**DATA TO USE**
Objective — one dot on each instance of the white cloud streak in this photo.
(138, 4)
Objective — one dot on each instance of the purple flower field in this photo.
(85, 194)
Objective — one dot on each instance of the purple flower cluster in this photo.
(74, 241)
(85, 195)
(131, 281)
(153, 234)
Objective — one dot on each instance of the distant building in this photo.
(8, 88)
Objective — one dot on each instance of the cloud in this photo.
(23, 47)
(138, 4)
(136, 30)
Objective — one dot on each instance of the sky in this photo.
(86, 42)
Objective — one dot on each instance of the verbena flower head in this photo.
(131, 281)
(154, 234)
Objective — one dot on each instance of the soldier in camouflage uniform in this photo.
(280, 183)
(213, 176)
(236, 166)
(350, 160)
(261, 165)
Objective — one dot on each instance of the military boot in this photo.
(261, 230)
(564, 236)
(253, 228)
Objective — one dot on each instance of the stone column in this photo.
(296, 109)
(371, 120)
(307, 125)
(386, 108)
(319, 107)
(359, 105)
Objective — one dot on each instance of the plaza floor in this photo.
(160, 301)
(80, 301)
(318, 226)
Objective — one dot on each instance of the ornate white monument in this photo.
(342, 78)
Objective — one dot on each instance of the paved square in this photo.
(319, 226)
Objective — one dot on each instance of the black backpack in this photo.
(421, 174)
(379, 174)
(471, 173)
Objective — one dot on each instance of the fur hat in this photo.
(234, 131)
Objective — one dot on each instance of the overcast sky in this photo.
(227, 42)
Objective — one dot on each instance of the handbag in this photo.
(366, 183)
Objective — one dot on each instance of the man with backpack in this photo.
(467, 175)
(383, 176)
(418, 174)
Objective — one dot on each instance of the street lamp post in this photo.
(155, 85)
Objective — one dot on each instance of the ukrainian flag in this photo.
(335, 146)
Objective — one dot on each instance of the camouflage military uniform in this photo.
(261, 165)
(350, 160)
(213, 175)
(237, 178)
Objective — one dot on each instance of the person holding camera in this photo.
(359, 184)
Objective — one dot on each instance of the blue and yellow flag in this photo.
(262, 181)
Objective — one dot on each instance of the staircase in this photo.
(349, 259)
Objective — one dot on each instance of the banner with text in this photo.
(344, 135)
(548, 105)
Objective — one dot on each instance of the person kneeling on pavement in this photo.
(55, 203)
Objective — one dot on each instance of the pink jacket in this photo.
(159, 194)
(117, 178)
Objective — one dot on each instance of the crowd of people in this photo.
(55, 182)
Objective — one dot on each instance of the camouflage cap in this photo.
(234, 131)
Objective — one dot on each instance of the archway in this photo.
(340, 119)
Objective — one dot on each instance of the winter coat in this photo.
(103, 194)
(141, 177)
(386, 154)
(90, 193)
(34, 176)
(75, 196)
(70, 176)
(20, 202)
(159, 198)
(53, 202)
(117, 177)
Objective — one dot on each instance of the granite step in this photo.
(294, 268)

**WHAT IS NEEDED**
Print the data above again, with nothing altered and nothing left out.

**EXPECTED ANSWER**
Objective — one dot on each instance of the white cloud streak in this photo.
(138, 4)
Objective — one dot on each instance of the purple flower field in this photo.
(85, 194)
Objective — one dot on each instance of the purple flower cluster in this photo.
(74, 241)
(85, 195)
(131, 281)
(153, 234)
Objective — one dot on each instance of the distant building in this photo.
(8, 88)
Objective — one dot on each instance of the cloud in this photo.
(23, 47)
(138, 4)
(136, 30)
Objective — one dot on each instance of the sky in this photo.
(86, 42)
Objective — one dot on each instance of the verbena flower head in this photo.
(131, 281)
(154, 234)
Objective — one dot on each instance of the soldier in camouflage uniform in this photo.
(280, 183)
(213, 176)
(236, 166)
(350, 160)
(261, 165)
Objective — one dot on each instance of the military boot in this photo.
(261, 230)
(564, 236)
(253, 228)
Objective — one dot on each instance of the stone column in this photo.
(296, 109)
(371, 120)
(307, 125)
(386, 108)
(319, 107)
(359, 105)
Objective — one dot on each instance of the plaza floor in this photo.
(160, 301)
(80, 301)
(318, 226)
Objective — one dot on each instance of the ornate white monument in this photo.
(342, 78)
Objective — one dot on each instance of the paved square in this photo.
(319, 226)
Objective — one dot on each instance of the black backpack in this photo.
(421, 174)
(379, 174)
(471, 173)
Objective — one dot on each instance of the fur hat in this photo.
(234, 131)
Objective — one dot on each instance of the overcast sky in this photo.
(227, 42)
Objective — one dot on each instance of the handbag in this photo.
(366, 183)
Objective — one dot on each instance of the man with backpack in this photo.
(467, 175)
(383, 176)
(418, 174)
Objective — one dot on each instance of the street lamp post in this photo.
(155, 85)
Objective — one dot on each instance of the ukrainian flag in this photo.
(335, 146)
Objective — one dot on each instance of the camouflage military uniform in this photo.
(261, 165)
(350, 160)
(213, 175)
(237, 178)
Objective — one dot on each instance of the person holding camera in this photo.
(359, 184)
Objective — one dot on each instance of the blue and yellow flag in this photo.
(262, 181)
Objective — one dot on each instance of the staircase in this photo.
(349, 259)
Objective — one dot on each instance of the banner with text in this photo.
(344, 135)
(548, 105)
Objective — one dot on each instance of the person kneeling on pavement in this photo.
(55, 203)
Objective — one dot on each instance of the pink jacket in this photo.
(159, 194)
(117, 178)
Objective — one dot on each instance of the crowd of people in this photo.
(55, 182)
Objective — one dot on each instance of the camouflage cap in this photo.
(234, 131)
Objective — one dot on each instance of the archway in this photo.
(340, 119)
Objective — one dot on each instance of the winter coat in this photo.
(103, 194)
(141, 177)
(386, 154)
(90, 193)
(34, 176)
(75, 196)
(70, 176)
(20, 202)
(159, 198)
(53, 202)
(117, 177)
Objective — one dot on each instance of the granite step in this photo.
(294, 268)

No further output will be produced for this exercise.